▸ PASSAGE TO READ:
The final mixed logit model (Table 3) did not include the random slope for language of interlocutor because it did not significantly improve model fit [χ2(2) = 0.86, p =0.653]. Crucially, the language of the interlocutor significantly predicted the log odds of producing a multisyllabic utterance [χ2(1) = 13.8, p = 0.0002]. The positive estimate for language of interlocutor indicates that infants were more likely to produce a multisyllabic utterance with the Spanish research assistant than with their parent. Thus, like the bilingual infants, monolingual infants with only 5 hours of previous social exposure to Spanish were also able to alter the length of the utterance to match that of their interlocutor.
Table 3.
Summary of fixed effects for monolingual infants with short term exposure to Spanish.
Predictor | Estimate | SE | z-value | p-value |
---|---|---|---|---|
DV: Length of utterance | ||||
Intercept | 0.003 | 0.39 | 0.007 | 0.99 |
Language = Spanish | 0.60 | 0.16 | 3.72 | 0.0002* |
Total # utterances | 0.003 | 0.005 | 0.54 | 0.59 |
DV: Syllable shape | ||||
Intercept | −1.50 | 0.46 | −3.24 | 0.001* |
Language = Spanish | −0.30 | 0.19 | −1.59 | 0.11 |
Total # utterances | −0.002 | 0.006 | −0.43 | 0.67 |
Syllable shape
Overall, 15% (Range = 0–27) of the utterances produced by the monolingual English-learning 12-month-olds with short-term exposure to Spanish in the Spanish session, and 21% (Range = 0–61) of their utterances in the English session, contained closed syllables. Out of 10 infants, one did not produce any closed syllables in either session, thus this subject had to be excluded from the mixed logit analysis. Of the remaining 9, 6 produced fewer closed syllables in the Spanish session than in the English session.

▸ DATA SUPPLIED:
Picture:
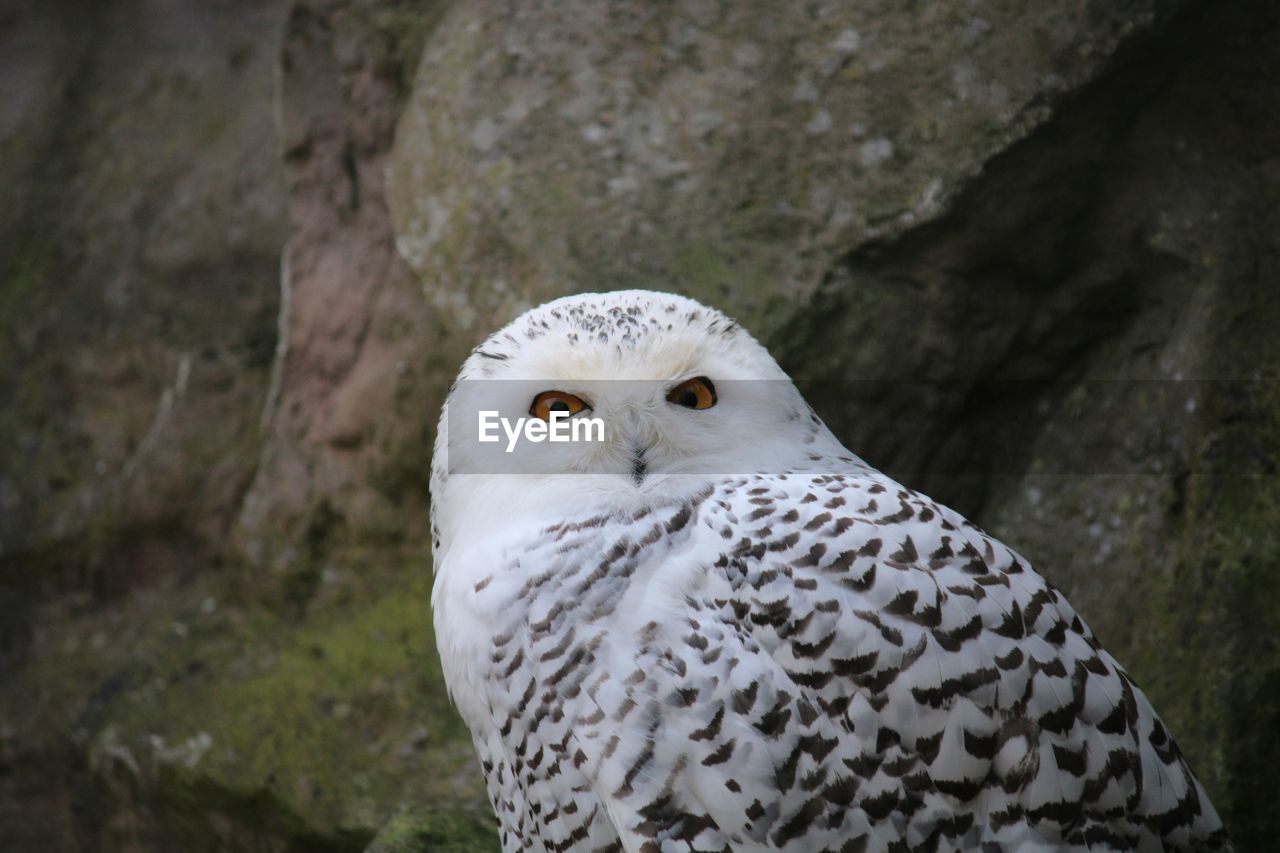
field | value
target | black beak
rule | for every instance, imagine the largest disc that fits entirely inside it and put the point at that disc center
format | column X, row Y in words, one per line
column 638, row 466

* * *

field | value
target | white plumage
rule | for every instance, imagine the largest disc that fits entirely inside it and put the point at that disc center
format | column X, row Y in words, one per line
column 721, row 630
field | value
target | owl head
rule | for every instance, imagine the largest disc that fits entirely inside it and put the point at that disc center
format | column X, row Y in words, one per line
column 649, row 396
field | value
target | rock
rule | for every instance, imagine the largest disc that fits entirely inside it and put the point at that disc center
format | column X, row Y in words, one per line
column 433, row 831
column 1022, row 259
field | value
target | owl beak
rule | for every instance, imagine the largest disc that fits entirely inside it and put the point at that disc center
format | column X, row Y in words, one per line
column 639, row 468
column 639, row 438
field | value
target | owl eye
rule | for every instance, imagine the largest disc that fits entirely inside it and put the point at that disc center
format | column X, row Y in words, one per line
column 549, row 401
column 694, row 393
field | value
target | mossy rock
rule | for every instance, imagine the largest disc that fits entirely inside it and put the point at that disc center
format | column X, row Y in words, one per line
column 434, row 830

▸ EXERCISE DETAILS:
In the passage about infant speech, how many of the 9 infants in the mixed logit analysis produced fewer closed syllables in the Spanish session than in the English session?

▸ FULL SOLUTION:
6